[Start of section]
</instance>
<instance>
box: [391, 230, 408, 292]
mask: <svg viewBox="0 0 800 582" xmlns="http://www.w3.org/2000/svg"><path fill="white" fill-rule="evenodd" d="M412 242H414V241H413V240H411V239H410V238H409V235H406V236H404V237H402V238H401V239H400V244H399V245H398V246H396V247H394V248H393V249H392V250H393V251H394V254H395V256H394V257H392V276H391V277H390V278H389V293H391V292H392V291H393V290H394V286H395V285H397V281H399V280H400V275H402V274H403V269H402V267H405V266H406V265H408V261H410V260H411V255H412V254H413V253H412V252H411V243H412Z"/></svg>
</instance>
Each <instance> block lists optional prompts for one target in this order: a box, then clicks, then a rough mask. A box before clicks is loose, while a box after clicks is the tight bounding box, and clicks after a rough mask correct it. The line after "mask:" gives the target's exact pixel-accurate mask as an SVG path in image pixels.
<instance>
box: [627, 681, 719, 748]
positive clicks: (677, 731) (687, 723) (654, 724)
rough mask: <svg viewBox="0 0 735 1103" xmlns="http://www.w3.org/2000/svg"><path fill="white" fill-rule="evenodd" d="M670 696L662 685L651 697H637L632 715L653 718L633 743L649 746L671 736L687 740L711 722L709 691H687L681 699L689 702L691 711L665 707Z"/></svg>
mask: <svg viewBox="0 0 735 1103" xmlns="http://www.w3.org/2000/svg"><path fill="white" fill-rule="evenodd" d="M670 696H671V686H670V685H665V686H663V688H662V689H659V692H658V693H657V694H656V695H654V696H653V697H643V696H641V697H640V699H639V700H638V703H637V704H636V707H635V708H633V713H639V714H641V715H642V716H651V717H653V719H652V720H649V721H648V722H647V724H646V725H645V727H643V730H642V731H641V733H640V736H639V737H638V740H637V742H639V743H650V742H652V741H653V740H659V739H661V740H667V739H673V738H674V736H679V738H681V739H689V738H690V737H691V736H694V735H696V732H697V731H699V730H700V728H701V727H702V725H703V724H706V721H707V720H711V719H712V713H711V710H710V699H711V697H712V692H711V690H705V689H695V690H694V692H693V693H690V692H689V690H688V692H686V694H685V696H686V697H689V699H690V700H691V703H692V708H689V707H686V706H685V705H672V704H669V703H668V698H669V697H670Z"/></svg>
[End of section]
# Task description
Each line above must be retyped exactly.

# Task result
</instance>
<instance>
box: [391, 230, 408, 292]
mask: <svg viewBox="0 0 800 582" xmlns="http://www.w3.org/2000/svg"><path fill="white" fill-rule="evenodd" d="M412 242H414V241H413V240H411V239H410V238H409V235H406V236H404V237H402V238H401V239H400V244H399V245H398V246H396V247H394V248H393V249H392V250H393V251H394V254H395V256H394V257H392V276H391V277H390V278H389V293H391V292H392V291H393V290H394V286H395V285H397V281H399V280H400V275H402V274H403V269H402V267H405V266H406V265H408V261H410V260H411V255H412V254H413V253H412V252H411V243H412Z"/></svg>
</instance>
Each <instance> block lists optional prompts for one target in this order: a box, then clicks, then a rough mask. A box before clicks is loose, while a box after clicks is the tight bounding box, and clicks after a rough mask correct it. The line after "mask:" gives the target's exact pixel-accurate mask as an SVG path in image pixels.
<instance>
box: [627, 681, 719, 748]
positive clicks: (677, 731) (687, 723) (654, 724)
rough mask: <svg viewBox="0 0 735 1103" xmlns="http://www.w3.org/2000/svg"><path fill="white" fill-rule="evenodd" d="M670 696L662 685L651 697H637L632 715L653 718L633 743L649 746L671 736L687 740L711 722L709 691H687L681 699L689 702L691 711L665 707Z"/></svg>
mask: <svg viewBox="0 0 735 1103" xmlns="http://www.w3.org/2000/svg"><path fill="white" fill-rule="evenodd" d="M670 696H671V686H670V685H665V686H663V688H662V689H659V692H658V693H657V694H656V695H654V696H653V697H643V696H641V697H640V699H639V700H638V703H637V704H636V707H635V708H633V713H639V714H641V715H642V716H651V717H653V719H652V720H649V721H648V722H647V724H646V725H645V727H643V730H642V731H641V733H640V736H639V737H638V740H637V742H639V743H650V742H652V741H653V740H659V739H661V740H667V739H673V738H674V736H679V738H681V739H689V738H690V737H691V736H694V735H696V732H697V731H699V730H700V728H701V727H702V725H703V724H706V721H707V720H711V719H712V713H711V710H710V699H711V697H712V692H711V690H705V689H695V690H694V692H693V693H690V692H689V690H688V692H686V694H685V696H686V697H689V699H690V700H691V703H692V708H689V707H686V706H685V705H672V704H669V703H668V698H669V697H670Z"/></svg>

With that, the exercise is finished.